* CONSIGNE *
Réécrivez, s'il vous plaît, tout ce qui va de "I. Un contrôle" jusqu'à "apprécier la situation." dans l'extrait sur la non-admission des pourvois, en remplaçant "latitude" par "marge de manœuvre".

* TEXTE EXTRAIT *
○ ○ ○ ○ ○ ○ ○

Cette décision illustre le rôle de filtre joué par la procédure d’admission des pourvois, qui restreint le contrôle du juge de cassation sur les ordonnances de référé (I), et met en lumière les conséquences radicales de la non-admission sur les procédures accessoires (II).
I. Un contrôle restreint du juge de cassation sur l’ordonnance de référé
La décision de non-admission repose sur un mécanisme procédural spécifique qui confirme la latitude dont dispose le juge des référés pour apprécier la situation.

○ ○ ○ ○ ○ ○ ○

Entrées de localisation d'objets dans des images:
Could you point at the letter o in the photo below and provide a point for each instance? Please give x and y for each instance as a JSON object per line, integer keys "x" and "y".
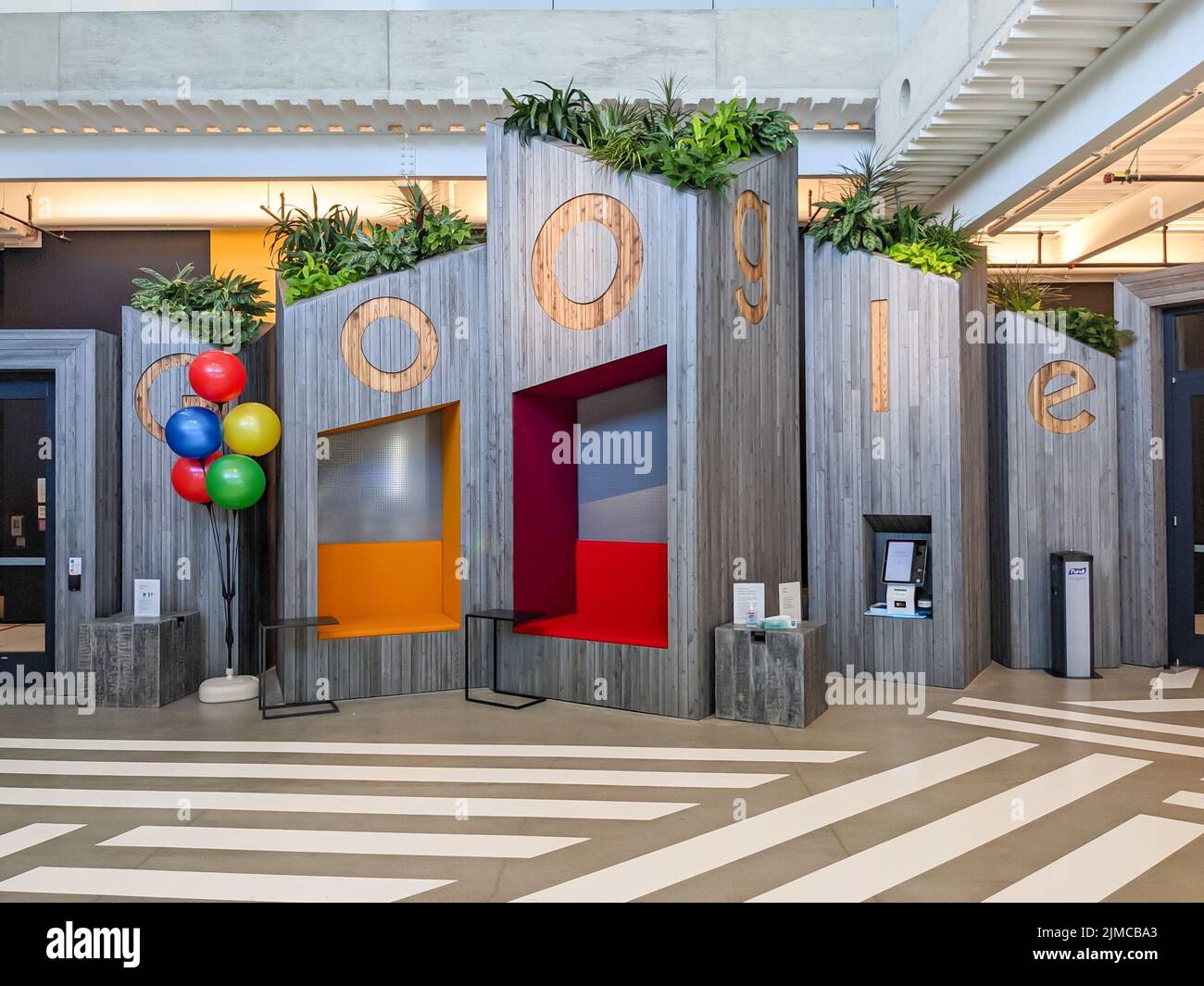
{"x": 352, "y": 344}
{"x": 621, "y": 224}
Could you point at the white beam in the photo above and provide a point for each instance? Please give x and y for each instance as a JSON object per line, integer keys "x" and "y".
{"x": 1150, "y": 207}
{"x": 89, "y": 156}
{"x": 1151, "y": 65}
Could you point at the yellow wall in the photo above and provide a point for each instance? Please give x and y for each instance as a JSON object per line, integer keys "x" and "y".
{"x": 245, "y": 252}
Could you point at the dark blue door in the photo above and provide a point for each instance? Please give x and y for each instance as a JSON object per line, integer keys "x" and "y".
{"x": 27, "y": 523}
{"x": 1184, "y": 340}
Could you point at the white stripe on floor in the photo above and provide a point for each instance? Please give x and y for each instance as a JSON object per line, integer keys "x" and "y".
{"x": 1103, "y": 866}
{"x": 1036, "y": 729}
{"x": 665, "y": 867}
{"x": 1179, "y": 680}
{"x": 1148, "y": 705}
{"x": 31, "y": 834}
{"x": 119, "y": 768}
{"x": 362, "y": 842}
{"x": 345, "y": 805}
{"x": 701, "y": 754}
{"x": 1186, "y": 800}
{"x": 1067, "y": 716}
{"x": 895, "y": 861}
{"x": 188, "y": 885}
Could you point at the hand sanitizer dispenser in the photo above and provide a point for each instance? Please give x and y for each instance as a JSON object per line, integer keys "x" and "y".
{"x": 1072, "y": 620}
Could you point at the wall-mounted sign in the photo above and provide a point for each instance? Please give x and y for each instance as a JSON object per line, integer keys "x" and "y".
{"x": 1040, "y": 404}
{"x": 145, "y": 598}
{"x": 755, "y": 273}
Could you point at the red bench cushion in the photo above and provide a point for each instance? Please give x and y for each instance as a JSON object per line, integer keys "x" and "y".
{"x": 621, "y": 596}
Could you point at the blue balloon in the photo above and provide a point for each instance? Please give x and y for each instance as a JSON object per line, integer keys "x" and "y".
{"x": 194, "y": 432}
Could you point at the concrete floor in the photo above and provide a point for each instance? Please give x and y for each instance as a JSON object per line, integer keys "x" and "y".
{"x": 694, "y": 853}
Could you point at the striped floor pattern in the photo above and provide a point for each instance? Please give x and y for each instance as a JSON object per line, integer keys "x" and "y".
{"x": 263, "y": 828}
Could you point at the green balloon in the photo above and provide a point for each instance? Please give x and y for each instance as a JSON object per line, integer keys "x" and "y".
{"x": 235, "y": 481}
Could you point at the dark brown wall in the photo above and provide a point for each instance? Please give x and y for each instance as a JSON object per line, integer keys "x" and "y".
{"x": 84, "y": 283}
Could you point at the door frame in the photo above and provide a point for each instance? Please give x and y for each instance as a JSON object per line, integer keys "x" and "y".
{"x": 1180, "y": 385}
{"x": 39, "y": 384}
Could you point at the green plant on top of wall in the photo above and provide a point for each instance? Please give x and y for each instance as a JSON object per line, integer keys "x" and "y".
{"x": 1091, "y": 328}
{"x": 314, "y": 277}
{"x": 654, "y": 133}
{"x": 187, "y": 295}
{"x": 562, "y": 113}
{"x": 1016, "y": 289}
{"x": 861, "y": 219}
{"x": 317, "y": 252}
{"x": 927, "y": 256}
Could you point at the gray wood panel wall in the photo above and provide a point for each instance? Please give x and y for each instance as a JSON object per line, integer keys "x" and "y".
{"x": 1050, "y": 493}
{"x": 922, "y": 456}
{"x": 87, "y": 468}
{"x": 734, "y": 436}
{"x": 318, "y": 393}
{"x": 1140, "y": 301}
{"x": 157, "y": 528}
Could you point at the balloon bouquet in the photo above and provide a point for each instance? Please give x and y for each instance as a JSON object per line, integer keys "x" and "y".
{"x": 232, "y": 481}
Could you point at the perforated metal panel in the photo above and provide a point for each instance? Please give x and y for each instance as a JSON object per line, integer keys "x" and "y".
{"x": 625, "y": 500}
{"x": 383, "y": 483}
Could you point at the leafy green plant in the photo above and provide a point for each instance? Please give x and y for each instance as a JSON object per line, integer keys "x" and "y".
{"x": 380, "y": 249}
{"x": 1016, "y": 289}
{"x": 619, "y": 136}
{"x": 564, "y": 113}
{"x": 1090, "y": 328}
{"x": 212, "y": 293}
{"x": 726, "y": 132}
{"x": 314, "y": 277}
{"x": 297, "y": 231}
{"x": 433, "y": 227}
{"x": 909, "y": 221}
{"x": 853, "y": 223}
{"x": 654, "y": 133}
{"x": 693, "y": 167}
{"x": 771, "y": 129}
{"x": 954, "y": 239}
{"x": 928, "y": 257}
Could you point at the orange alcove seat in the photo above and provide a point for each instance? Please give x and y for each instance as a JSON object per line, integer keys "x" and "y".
{"x": 383, "y": 588}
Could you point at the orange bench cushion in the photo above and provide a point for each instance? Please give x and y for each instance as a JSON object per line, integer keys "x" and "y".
{"x": 382, "y": 588}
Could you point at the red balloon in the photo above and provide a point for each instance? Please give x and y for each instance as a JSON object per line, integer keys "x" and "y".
{"x": 188, "y": 478}
{"x": 217, "y": 376}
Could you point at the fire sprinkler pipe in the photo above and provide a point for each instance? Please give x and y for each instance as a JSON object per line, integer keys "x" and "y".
{"x": 1130, "y": 177}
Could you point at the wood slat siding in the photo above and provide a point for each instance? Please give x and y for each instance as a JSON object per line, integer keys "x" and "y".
{"x": 159, "y": 528}
{"x": 1051, "y": 493}
{"x": 87, "y": 469}
{"x": 934, "y": 447}
{"x": 734, "y": 421}
{"x": 317, "y": 393}
{"x": 1139, "y": 304}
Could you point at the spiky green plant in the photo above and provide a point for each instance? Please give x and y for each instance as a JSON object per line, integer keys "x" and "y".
{"x": 564, "y": 113}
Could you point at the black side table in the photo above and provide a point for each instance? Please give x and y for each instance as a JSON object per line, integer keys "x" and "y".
{"x": 299, "y": 622}
{"x": 496, "y": 617}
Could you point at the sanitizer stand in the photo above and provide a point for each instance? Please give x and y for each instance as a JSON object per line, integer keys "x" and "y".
{"x": 1072, "y": 618}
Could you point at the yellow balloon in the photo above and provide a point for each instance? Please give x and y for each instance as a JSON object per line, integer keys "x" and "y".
{"x": 252, "y": 429}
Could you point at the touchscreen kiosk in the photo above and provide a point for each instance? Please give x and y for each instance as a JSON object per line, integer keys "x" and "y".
{"x": 904, "y": 568}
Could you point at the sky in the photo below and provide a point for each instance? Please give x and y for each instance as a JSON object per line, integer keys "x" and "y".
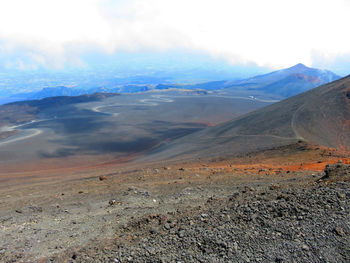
{"x": 263, "y": 33}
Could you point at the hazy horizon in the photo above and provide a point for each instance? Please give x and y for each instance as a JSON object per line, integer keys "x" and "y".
{"x": 237, "y": 37}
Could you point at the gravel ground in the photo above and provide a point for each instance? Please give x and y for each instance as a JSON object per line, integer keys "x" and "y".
{"x": 276, "y": 223}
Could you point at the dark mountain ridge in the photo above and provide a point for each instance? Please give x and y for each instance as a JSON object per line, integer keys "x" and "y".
{"x": 319, "y": 116}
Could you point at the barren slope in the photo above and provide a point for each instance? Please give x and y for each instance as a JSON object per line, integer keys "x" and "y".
{"x": 320, "y": 116}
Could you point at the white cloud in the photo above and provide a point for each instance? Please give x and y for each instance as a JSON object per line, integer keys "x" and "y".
{"x": 269, "y": 33}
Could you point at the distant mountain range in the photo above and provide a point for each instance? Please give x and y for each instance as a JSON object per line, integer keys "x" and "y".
{"x": 278, "y": 84}
{"x": 319, "y": 116}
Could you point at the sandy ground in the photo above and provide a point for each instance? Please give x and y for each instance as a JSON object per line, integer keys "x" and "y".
{"x": 52, "y": 213}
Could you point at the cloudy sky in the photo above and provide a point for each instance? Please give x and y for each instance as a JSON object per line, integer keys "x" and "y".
{"x": 266, "y": 33}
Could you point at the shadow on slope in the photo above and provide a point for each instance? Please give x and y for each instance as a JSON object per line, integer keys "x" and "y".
{"x": 320, "y": 116}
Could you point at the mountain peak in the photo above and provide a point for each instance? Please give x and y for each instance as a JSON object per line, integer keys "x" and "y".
{"x": 299, "y": 66}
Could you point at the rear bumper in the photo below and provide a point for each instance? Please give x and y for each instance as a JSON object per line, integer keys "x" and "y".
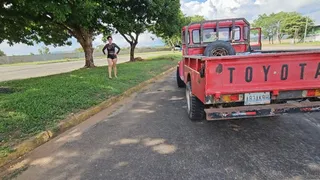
{"x": 261, "y": 110}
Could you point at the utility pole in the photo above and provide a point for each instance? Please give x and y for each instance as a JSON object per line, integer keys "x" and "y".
{"x": 305, "y": 31}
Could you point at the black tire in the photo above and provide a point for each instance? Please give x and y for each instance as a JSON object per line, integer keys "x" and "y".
{"x": 219, "y": 48}
{"x": 195, "y": 107}
{"x": 180, "y": 83}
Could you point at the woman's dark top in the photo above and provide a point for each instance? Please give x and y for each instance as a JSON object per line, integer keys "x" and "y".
{"x": 111, "y": 49}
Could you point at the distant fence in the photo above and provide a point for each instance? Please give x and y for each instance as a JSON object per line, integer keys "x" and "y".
{"x": 52, "y": 57}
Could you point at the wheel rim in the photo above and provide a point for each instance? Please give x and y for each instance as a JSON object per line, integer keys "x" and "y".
{"x": 219, "y": 52}
{"x": 188, "y": 94}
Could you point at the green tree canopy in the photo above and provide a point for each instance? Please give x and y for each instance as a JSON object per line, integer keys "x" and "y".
{"x": 141, "y": 15}
{"x": 44, "y": 50}
{"x": 283, "y": 23}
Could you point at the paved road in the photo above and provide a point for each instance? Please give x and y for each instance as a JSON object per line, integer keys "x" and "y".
{"x": 150, "y": 137}
{"x": 37, "y": 70}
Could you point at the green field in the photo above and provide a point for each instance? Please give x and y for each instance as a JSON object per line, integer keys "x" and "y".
{"x": 30, "y": 106}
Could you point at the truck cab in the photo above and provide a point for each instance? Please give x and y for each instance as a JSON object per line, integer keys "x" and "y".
{"x": 228, "y": 76}
{"x": 197, "y": 36}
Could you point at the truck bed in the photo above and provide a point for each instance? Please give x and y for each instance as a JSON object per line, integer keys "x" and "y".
{"x": 263, "y": 71}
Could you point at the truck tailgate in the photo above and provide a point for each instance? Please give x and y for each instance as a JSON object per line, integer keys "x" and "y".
{"x": 262, "y": 72}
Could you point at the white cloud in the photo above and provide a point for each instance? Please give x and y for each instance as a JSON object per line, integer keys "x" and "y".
{"x": 211, "y": 9}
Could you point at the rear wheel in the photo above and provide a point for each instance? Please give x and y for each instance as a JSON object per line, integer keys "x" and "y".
{"x": 180, "y": 83}
{"x": 195, "y": 107}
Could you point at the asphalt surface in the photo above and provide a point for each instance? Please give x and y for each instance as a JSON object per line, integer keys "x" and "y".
{"x": 38, "y": 70}
{"x": 151, "y": 137}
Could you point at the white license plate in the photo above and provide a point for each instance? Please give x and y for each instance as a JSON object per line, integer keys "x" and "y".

○ ○ ○ ○ ○ ○ ○

* RÉPONSE ATTENDUE *
I. Un contrôle restreint du juge de cassation sur l’ordonnance de référé
La décision de non-admission repose sur un mécanisme procédural spécifique qui confirme la marge de manœuvre dont dispose le juge des référés pour apprécier la situation.